#### Task description
Change "sample output" to "reference output" everywhere it appears in the items below, then give the items again with nothing else altered.

--- START ---

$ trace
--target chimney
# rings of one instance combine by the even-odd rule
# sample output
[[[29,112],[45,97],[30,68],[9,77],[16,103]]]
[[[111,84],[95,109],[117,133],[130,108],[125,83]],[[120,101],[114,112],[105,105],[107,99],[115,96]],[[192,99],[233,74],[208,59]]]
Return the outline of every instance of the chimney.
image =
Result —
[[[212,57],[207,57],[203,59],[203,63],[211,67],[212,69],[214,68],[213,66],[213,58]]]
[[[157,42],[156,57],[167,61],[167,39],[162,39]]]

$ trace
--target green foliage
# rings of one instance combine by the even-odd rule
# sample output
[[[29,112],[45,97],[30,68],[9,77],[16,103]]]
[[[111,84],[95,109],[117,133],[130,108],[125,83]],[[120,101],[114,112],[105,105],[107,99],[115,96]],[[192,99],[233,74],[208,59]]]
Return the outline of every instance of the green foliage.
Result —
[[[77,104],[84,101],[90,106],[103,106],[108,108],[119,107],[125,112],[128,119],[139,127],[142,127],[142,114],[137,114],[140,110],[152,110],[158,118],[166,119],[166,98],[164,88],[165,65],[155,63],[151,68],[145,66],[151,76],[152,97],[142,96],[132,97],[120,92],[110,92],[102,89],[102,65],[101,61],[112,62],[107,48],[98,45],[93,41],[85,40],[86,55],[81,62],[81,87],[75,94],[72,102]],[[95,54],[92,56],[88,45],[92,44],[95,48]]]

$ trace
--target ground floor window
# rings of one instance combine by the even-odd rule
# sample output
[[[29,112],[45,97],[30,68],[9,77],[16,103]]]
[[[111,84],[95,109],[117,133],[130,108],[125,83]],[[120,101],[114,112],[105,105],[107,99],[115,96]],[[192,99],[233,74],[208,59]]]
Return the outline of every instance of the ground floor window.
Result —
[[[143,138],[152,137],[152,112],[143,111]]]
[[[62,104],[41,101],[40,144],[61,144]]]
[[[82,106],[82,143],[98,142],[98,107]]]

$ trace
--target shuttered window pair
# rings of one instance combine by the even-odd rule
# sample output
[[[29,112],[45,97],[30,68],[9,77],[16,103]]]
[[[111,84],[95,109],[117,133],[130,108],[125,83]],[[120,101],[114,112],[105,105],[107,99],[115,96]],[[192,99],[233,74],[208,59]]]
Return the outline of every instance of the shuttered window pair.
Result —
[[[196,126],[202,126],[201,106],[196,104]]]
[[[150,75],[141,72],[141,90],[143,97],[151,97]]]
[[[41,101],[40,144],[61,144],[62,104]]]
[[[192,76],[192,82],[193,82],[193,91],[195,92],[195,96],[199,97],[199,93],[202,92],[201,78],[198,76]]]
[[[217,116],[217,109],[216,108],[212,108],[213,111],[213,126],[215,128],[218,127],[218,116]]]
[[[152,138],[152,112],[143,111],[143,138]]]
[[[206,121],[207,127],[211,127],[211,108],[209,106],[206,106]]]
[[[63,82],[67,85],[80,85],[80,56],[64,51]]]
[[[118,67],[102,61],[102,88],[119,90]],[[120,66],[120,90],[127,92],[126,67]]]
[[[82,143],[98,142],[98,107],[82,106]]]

--- END ---

#### Solution for this exercise
$ trace
--target chimney
# rings of one instance combine by the even-odd rule
# reference output
[[[29,112],[45,97],[30,68],[9,77],[16,103]]]
[[[111,84],[95,109],[117,133],[130,108],[125,83]],[[120,101],[114,112],[105,105],[107,99],[115,96]],[[192,99],[233,74],[208,59]]]
Return the outline of every instance of the chimney.
image =
Result —
[[[212,57],[207,57],[203,59],[203,63],[211,67],[212,69],[214,68],[213,66],[213,58]]]
[[[157,42],[156,57],[167,61],[167,39],[162,39]]]

$ trace
--target green foliage
# rings of one instance combine by the even-odd rule
# reference output
[[[29,112],[45,97],[30,68],[9,77],[16,103]]]
[[[111,84],[95,109],[117,133],[130,108],[125,83]],[[120,101],[114,112],[105,105],[107,99],[115,96]],[[192,99],[233,74],[208,59]]]
Return the outline of every instance of the green foliage.
Result —
[[[77,104],[84,101],[90,106],[103,106],[108,108],[119,107],[125,112],[128,119],[139,127],[142,127],[142,114],[137,114],[140,110],[152,110],[158,118],[166,119],[166,98],[164,88],[165,65],[155,63],[151,68],[145,66],[151,76],[152,97],[142,96],[132,97],[120,92],[110,92],[102,89],[102,65],[101,61],[112,62],[107,48],[98,45],[93,41],[85,40],[86,55],[81,62],[81,87],[75,94],[72,102]],[[95,54],[92,56],[88,45],[92,44],[95,48]]]

$ trace
--target ground floor window
# rings of one instance combine by the even-odd rule
# reference output
[[[29,112],[45,97],[30,68],[9,77],[16,103]]]
[[[111,84],[95,109],[117,133],[130,108],[125,83]],[[120,101],[114,112],[105,105],[107,99],[115,96]],[[192,99],[233,74],[208,59]]]
Return the outline of every instance of the ground floor window.
Result —
[[[143,138],[152,137],[152,112],[143,111]]]
[[[62,104],[41,101],[40,144],[61,144]]]
[[[82,106],[82,143],[98,142],[98,107]]]

$ trace
--target shuttered window pair
# rings of one instance combine by the even-odd rule
# reference output
[[[29,112],[45,97],[30,68],[9,77],[16,103]]]
[[[111,84],[95,109],[117,133],[130,108],[125,83]],[[120,101],[114,112],[105,105],[107,99],[115,96]],[[192,99],[233,74],[208,59]]]
Return the outline of every instance of the shuttered window pair.
Result —
[[[196,126],[202,126],[201,106],[196,104]]]
[[[150,75],[141,72],[141,90],[143,97],[151,97]]]
[[[41,101],[40,144],[61,144],[62,104]]]
[[[192,76],[192,82],[193,82],[193,91],[195,92],[195,96],[199,97],[199,93],[202,92],[201,78],[198,76]]]
[[[217,116],[217,109],[216,108],[212,108],[213,111],[213,126],[215,128],[218,127],[218,116]]]
[[[152,138],[152,112],[143,111],[143,138]]]
[[[206,121],[207,127],[211,127],[211,108],[209,106],[206,106]]]
[[[63,82],[67,85],[80,85],[80,56],[64,51]]]
[[[118,67],[102,61],[102,88],[119,90]],[[120,66],[120,90],[127,92],[126,67]]]
[[[82,143],[98,142],[98,107],[82,106]]]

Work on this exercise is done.